Exercise task:
Switch "blue sky" to "clear sky" and write out the stretch from the line containing "query | creek water" through the line containing "[(357, 109)]" again, leaving everything else in those lines unchanged.

Supplied records:
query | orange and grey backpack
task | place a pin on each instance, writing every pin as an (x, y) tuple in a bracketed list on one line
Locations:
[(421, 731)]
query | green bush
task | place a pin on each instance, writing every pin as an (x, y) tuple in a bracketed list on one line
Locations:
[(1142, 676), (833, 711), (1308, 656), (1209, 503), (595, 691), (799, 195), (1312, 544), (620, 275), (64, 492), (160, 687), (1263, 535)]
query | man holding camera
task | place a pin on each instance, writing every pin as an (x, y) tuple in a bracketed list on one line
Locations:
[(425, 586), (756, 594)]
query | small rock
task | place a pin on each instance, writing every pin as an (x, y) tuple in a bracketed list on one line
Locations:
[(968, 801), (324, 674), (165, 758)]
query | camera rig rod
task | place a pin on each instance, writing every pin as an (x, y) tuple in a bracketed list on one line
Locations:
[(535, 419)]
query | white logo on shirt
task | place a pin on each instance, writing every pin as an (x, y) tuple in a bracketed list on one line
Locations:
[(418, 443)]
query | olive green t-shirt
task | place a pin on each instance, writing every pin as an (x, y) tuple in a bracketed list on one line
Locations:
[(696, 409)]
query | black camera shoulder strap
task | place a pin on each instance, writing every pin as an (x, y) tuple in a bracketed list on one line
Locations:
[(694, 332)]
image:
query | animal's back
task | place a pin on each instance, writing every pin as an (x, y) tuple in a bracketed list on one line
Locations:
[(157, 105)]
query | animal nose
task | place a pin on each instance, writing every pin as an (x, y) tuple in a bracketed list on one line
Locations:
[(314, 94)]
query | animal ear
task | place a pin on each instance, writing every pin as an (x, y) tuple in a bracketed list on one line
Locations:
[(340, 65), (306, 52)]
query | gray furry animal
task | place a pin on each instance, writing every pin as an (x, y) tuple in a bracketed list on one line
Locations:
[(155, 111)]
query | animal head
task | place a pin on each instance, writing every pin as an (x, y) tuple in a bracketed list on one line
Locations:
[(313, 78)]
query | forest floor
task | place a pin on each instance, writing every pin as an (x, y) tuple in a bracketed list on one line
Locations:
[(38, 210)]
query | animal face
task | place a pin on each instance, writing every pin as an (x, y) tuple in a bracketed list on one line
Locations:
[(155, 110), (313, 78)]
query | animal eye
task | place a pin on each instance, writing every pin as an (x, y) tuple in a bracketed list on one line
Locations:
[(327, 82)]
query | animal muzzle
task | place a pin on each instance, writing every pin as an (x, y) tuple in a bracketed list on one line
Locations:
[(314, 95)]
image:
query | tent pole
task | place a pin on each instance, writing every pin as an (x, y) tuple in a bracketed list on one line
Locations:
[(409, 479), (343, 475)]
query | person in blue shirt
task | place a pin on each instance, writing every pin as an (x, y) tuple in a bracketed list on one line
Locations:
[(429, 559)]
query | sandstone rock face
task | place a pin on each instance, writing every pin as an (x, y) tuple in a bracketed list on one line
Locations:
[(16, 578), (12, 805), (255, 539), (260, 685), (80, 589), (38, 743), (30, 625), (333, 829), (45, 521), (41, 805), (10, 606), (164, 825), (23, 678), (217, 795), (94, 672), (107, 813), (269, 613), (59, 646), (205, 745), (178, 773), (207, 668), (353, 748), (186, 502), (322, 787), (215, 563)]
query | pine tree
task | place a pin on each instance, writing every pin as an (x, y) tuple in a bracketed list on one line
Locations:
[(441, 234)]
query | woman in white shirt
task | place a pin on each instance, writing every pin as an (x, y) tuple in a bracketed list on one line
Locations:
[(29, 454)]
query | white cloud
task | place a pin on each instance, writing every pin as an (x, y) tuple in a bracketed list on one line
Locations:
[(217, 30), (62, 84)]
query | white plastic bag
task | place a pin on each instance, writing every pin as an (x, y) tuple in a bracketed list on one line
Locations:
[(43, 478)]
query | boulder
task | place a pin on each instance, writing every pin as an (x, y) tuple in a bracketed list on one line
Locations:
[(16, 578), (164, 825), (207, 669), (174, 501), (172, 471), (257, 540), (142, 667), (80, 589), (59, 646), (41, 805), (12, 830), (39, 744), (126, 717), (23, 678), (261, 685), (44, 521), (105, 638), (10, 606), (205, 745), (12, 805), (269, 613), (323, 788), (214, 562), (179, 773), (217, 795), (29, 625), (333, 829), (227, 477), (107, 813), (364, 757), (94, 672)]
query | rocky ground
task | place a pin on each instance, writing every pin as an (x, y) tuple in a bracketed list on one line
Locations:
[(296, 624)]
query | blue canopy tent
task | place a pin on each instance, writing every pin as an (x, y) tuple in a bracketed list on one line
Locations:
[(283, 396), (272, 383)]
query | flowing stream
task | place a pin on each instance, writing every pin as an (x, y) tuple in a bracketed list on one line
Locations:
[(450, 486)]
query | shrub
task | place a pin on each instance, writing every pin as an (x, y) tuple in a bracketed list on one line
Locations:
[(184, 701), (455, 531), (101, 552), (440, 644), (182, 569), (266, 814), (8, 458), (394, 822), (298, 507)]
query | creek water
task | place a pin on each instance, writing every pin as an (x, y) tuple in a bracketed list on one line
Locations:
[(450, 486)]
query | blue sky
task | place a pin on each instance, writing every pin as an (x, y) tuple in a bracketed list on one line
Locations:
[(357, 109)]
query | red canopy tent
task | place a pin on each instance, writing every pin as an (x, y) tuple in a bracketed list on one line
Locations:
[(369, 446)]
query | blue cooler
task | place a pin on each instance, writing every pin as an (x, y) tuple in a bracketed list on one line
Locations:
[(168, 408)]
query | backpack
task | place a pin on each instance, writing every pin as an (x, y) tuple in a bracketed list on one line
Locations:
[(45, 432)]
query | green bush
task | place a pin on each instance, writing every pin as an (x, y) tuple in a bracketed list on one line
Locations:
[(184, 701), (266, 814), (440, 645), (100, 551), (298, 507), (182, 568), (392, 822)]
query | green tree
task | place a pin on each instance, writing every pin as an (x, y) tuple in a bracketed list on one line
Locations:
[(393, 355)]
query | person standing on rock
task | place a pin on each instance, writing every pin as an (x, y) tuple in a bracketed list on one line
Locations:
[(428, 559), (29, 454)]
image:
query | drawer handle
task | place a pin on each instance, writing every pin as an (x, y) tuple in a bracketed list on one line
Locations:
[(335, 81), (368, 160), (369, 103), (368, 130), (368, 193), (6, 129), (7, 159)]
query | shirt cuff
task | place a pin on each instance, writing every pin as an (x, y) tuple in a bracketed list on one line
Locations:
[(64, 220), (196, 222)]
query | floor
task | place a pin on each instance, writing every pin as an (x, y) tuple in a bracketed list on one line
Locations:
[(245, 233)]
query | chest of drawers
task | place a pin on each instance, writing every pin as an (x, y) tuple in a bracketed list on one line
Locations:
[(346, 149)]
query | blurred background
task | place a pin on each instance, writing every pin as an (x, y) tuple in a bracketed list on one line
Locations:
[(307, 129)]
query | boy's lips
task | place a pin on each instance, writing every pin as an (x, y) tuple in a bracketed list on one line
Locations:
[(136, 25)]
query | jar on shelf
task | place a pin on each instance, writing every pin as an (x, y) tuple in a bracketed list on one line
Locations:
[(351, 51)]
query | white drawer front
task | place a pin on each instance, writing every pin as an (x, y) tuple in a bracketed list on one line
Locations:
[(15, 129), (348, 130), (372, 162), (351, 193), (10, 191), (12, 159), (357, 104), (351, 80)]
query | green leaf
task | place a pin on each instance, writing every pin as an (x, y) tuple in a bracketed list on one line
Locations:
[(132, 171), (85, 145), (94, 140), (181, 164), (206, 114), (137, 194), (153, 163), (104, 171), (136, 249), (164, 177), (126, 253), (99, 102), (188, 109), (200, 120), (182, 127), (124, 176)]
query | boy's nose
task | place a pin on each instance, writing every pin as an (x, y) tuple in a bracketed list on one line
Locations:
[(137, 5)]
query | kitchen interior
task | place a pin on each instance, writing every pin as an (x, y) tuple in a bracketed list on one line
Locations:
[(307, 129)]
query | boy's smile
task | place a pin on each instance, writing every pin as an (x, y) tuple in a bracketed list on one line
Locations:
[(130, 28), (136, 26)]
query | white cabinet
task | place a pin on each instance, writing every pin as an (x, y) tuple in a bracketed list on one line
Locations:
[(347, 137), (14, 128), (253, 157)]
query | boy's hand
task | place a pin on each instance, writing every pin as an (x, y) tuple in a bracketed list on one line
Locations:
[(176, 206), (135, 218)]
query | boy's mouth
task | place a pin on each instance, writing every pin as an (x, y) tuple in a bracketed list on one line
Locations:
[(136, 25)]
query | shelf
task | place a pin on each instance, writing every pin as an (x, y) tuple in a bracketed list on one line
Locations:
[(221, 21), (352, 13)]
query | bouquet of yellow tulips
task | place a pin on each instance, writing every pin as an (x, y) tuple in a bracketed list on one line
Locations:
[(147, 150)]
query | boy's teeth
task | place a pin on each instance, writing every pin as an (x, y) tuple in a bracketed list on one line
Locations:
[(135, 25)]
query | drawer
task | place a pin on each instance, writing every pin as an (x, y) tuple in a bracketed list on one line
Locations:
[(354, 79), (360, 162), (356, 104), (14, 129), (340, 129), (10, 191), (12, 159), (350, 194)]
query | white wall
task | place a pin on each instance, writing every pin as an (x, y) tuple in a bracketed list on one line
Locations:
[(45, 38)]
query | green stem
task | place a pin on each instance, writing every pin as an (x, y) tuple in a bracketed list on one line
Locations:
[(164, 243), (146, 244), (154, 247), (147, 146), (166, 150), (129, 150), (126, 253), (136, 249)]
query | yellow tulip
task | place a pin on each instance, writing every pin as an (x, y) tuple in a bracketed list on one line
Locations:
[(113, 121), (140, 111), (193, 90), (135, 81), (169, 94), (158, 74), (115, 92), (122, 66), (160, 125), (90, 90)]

Written solution:
query | creek water
task | place a pin on each instance, writing every pin as an (x, y) tuple in a bracketed list on one line
Locations:
[(450, 486)]
query | clear sky
task | place a pin on each instance, writing every pin as an (x, y) tuple in a bracketed list on one line
Locations:
[(357, 109)]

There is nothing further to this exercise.